Format every line of the rows below as a numbered list, leaving out any blank lines.

(Location labeling records)
- - -

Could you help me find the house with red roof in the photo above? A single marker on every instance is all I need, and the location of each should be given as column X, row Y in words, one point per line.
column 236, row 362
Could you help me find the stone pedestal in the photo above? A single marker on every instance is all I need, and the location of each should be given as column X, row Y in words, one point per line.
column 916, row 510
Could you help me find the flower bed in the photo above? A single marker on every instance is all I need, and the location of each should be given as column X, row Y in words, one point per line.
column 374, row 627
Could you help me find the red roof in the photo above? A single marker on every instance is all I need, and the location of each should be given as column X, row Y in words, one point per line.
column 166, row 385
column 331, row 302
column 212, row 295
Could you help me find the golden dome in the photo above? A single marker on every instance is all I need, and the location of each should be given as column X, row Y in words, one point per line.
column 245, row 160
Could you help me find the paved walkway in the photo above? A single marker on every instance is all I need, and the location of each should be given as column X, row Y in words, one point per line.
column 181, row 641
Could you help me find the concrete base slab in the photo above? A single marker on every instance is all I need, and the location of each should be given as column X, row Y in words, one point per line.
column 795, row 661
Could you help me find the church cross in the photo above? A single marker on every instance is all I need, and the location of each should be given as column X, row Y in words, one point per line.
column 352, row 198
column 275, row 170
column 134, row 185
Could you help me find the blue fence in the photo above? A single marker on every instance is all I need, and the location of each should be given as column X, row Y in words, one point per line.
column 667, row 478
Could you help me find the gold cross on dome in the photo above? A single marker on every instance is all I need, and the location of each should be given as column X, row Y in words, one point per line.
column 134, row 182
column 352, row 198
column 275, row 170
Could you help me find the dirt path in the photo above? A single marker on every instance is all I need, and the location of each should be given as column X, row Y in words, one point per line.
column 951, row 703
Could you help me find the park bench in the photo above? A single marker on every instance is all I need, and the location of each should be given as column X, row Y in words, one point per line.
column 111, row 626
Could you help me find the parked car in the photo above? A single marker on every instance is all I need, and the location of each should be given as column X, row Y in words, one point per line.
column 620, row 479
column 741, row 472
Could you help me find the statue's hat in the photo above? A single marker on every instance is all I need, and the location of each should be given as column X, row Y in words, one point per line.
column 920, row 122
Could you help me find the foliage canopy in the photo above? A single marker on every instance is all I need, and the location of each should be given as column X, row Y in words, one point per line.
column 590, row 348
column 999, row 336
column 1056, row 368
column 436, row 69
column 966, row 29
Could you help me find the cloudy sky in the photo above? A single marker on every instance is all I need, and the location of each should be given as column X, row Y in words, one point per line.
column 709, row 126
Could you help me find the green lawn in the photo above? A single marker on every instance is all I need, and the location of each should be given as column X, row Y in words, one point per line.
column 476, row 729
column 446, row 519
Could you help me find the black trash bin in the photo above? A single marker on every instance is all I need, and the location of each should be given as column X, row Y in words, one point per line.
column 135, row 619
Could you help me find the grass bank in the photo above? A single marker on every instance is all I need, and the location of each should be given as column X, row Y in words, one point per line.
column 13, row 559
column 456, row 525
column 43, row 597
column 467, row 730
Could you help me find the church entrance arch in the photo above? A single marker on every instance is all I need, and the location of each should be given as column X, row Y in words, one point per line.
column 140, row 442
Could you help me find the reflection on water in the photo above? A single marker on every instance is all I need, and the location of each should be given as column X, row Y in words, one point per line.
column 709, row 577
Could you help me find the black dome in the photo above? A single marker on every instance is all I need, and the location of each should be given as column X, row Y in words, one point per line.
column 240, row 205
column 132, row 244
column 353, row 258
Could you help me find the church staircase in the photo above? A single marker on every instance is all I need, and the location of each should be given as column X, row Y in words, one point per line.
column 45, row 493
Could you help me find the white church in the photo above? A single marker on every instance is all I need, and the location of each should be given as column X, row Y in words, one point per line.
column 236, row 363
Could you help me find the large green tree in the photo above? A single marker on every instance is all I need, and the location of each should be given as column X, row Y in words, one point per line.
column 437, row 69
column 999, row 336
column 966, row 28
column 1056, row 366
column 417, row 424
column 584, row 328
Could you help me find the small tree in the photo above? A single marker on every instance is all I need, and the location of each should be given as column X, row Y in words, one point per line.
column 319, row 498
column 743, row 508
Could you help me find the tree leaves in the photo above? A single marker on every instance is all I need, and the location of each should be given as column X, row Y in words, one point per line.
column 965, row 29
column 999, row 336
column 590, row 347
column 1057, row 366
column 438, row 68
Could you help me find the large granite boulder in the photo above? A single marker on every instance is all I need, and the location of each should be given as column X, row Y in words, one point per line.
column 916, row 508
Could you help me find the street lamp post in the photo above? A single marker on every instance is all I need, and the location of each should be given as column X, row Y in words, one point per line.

- - -

| The reply |
1. Could you help me find the house with red roof in the photo above? A single marker on every instance is all I need, and the location of each should be given as column X, row Y in words, one point per line.
2. column 236, row 362
3. Could you help me find the stone pedestal in the photo above? A single marker on every instance is all I need, and the location of each should be given as column X, row Y in words, one point per line.
4. column 916, row 510
5. Could you help me find the flower bed in the photo above? A single marker on every instance is all I need, and the location of each should be given as column X, row Y in words, one point per line.
6. column 374, row 627
7. Could you help me find the red roof in the photo above? A single marker on every instance is all I need, and the location of each should be given as column X, row Y in words, one point per line.
8. column 166, row 385
9. column 331, row 302
10. column 212, row 295
11. Could you help me find the golden dome in the photo above? A single marker on every instance is all I need, and the location of each should be given as column X, row Y in words, one point per line.
12. column 245, row 160
13. Could you help me find the paved walkway in the photo above? A single marker on every instance is all I need, and the location of each should be given as column X, row Y in words, one point per line.
14. column 181, row 641
15. Could you help me find the concrete base slab in the photo above? A single marker on every instance is all I need, and the location of each should be given as column X, row Y in words, one point per line.
16. column 795, row 661
17. Could you help me find the church cross in the photo above? A single marker on every instance is all I need, and the location of each should be given as column X, row Y in words, one point per line.
18. column 352, row 198
19. column 275, row 170
20. column 134, row 185
21. Could you help me find the blue fence in the photo above? A single marker on every instance is all I need, and the location of each should be given as column X, row Y in words, one point per line.
22. column 667, row 478
23. Could you help me find the gold cross on dome in the photo above? A single marker on every instance is all I need, and the location of each should be given as column X, row Y in words, one point per line.
24. column 134, row 182
25. column 352, row 198
26. column 275, row 170
27. Could you help me find the dirt path in the photo above? A single marker on every instance is all I need, and the location of each should be given as column X, row Y in words, one point per line.
28. column 951, row 703
29. Could you help me find the park bench in the photo above? A single marker on every instance is all I need, and the location of each should be given as column X, row Y in words, one point per line.
30. column 111, row 626
31. Could you help me find the parked car in the photo above? A single marker on every instance is all I need, and the location of each should be given as column X, row Y in words, one point per line.
32. column 620, row 479
33. column 741, row 472
34. Could you help me find the statue's hat in the photo above? A single marker on every instance is all I need, and the location of each should be given as column X, row Y in words, one point per line.
35. column 920, row 122
36. Could you help me find the foliage canopy in the photo above? A single marker on every instance is all I need, and the location of each should be given as column X, row Y in words, one point per line.
37. column 590, row 348
38. column 999, row 336
39. column 1056, row 368
40. column 436, row 69
41. column 966, row 29
42. Could you help me find the cloudy sky in the photo above? A single marker on every instance is all I need, and the location of each should be given as column X, row Y in words, one point per line.
43. column 709, row 126
44. Could you help me find the green lawn in the photo above? A single marker on every instance is all I need, and the location of each should be given as column X, row Y in words, one point per line.
45. column 476, row 729
46. column 446, row 519
47. Could you help me find the black trash bin in the photo above? A single marker on every instance is all I need, and the location of each should be given as column X, row Y in words, one point per line.
48. column 135, row 619
49. Could you help me find the grass bank in the photo above? A single marker on every instance is all I need, and the location of each should be given as column X, row Y in words, one point per line.
50. column 13, row 559
51. column 456, row 525
52. column 43, row 597
53. column 467, row 730
54. Could you help me find the church entrance arch in the photo above? A single marker on every instance is all I need, and the location of each should be given as column X, row Y in words, one point per line.
55. column 140, row 442
56. Could you help me find the reflection on water in the photo above? A single marker on every instance is all I need, and the location of each should be given as column X, row Y in words, one point per line.
57. column 709, row 577
58. Could you help me find the black dome in the photo above? A single marker on every instance is all I need, and the location of each should be given as column X, row Y in words, one point per line.
59. column 240, row 205
60. column 132, row 244
61. column 353, row 258
62. Could you help me find the church staircase in the photo above? A single marker on every instance is all I need, and the location of each should be given as column X, row Y in words, one point per line.
63. column 45, row 493
64. Could you help me find the white church in the photo above? A single marker on every instance is all I need, and the location of each should be given as column X, row Y in words, one point per line.
65. column 236, row 363
66. Could you help me find the large green tree in the photo above? A single marker on every instance is all I need, and the location of each should be given as column X, row Y in words, one point per line.
67. column 437, row 69
68. column 999, row 336
69. column 966, row 28
70. column 1056, row 366
71. column 417, row 424
72. column 584, row 328
73. Could you help me find the small tree in the photo above? A single marker on every instance is all I need, and the location of each should be given as column X, row Y in words, one point per line.
74. column 319, row 498
75. column 743, row 508
76. Could you help me find the tree leaves in the photo above? A single marker on every instance is all I need, and the location of each should be given as column X, row Y in words, one point per line.
77. column 965, row 29
78. column 999, row 336
79. column 590, row 347
80. column 1057, row 366
81. column 438, row 68
82. Could you help me find the large granite boulder in the photo above? A single marker on every instance is all I need, and the location of each should be given as column X, row Y in words, one point per line.
83. column 916, row 508
84. Could you help me find the street lamp post in the photo above? A single marker on every instance is all I need, and the location of each should be given as column X, row Y in words, one point per line.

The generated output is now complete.